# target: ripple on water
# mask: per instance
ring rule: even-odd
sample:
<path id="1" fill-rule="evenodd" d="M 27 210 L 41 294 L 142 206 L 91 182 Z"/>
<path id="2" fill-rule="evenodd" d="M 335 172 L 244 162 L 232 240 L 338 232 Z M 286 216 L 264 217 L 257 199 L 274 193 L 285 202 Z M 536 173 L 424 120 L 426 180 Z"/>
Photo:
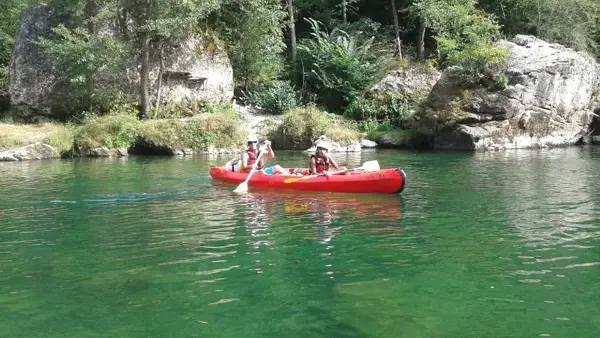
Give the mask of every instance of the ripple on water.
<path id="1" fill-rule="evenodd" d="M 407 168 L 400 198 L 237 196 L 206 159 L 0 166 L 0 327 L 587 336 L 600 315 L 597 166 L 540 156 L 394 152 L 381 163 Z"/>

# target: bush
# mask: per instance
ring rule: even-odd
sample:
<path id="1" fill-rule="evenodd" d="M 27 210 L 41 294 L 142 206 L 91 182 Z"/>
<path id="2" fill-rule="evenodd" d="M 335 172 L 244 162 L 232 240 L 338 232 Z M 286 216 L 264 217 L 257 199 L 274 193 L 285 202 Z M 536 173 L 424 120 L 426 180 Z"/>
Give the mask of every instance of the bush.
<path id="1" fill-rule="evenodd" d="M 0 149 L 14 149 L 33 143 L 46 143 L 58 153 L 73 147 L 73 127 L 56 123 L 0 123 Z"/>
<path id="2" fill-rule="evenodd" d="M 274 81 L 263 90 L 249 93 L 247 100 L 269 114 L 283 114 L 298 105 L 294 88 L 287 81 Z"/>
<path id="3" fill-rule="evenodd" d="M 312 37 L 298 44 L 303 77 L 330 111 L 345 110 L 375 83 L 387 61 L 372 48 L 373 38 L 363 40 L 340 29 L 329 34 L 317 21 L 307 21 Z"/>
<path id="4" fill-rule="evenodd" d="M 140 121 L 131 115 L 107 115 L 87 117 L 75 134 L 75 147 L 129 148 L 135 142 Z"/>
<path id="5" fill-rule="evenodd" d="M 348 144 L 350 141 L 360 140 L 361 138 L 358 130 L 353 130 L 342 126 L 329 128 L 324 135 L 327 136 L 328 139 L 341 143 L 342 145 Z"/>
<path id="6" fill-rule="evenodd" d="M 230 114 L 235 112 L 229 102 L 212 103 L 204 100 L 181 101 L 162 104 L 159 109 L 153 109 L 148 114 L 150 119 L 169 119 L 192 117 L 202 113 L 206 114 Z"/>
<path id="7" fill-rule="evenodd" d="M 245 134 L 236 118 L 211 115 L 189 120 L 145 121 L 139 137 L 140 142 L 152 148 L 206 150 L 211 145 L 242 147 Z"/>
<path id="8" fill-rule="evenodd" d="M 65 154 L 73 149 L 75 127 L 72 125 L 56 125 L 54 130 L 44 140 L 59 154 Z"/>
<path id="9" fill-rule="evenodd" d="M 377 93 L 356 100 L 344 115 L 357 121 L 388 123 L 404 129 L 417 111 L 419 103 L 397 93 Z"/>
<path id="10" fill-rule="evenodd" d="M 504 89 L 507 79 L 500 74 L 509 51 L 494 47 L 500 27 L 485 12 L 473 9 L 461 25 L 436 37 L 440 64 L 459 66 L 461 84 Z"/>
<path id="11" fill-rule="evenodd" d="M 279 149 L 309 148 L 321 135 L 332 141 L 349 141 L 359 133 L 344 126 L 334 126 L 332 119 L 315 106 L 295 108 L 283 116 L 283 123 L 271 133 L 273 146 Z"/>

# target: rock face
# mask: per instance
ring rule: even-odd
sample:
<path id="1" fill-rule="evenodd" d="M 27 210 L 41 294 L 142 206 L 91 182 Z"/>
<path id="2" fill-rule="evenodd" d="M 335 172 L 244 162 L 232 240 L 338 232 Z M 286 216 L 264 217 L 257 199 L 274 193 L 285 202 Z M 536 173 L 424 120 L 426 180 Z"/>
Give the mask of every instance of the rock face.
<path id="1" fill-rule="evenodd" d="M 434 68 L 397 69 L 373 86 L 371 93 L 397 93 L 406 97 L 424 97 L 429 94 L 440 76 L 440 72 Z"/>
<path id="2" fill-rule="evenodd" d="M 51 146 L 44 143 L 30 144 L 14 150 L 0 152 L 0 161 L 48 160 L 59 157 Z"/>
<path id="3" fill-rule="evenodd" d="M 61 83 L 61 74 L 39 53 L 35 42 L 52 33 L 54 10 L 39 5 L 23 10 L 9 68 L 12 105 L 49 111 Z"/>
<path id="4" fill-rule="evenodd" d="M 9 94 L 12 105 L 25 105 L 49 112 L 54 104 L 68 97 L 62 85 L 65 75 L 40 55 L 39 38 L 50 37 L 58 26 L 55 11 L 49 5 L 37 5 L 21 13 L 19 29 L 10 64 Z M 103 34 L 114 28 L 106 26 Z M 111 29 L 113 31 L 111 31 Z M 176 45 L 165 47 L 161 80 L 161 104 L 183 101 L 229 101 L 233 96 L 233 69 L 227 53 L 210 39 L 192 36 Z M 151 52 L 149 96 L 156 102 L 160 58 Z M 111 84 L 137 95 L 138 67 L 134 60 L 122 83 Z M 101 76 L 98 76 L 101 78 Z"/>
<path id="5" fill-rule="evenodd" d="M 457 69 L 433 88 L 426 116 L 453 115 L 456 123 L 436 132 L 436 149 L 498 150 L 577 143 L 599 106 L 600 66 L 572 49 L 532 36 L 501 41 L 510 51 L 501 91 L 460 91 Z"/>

++++

-- Task brief --
In the listing, find each line with the string "target" and copy it.

-- Result --
# target: ripple on water
# target: bush
# target: rock face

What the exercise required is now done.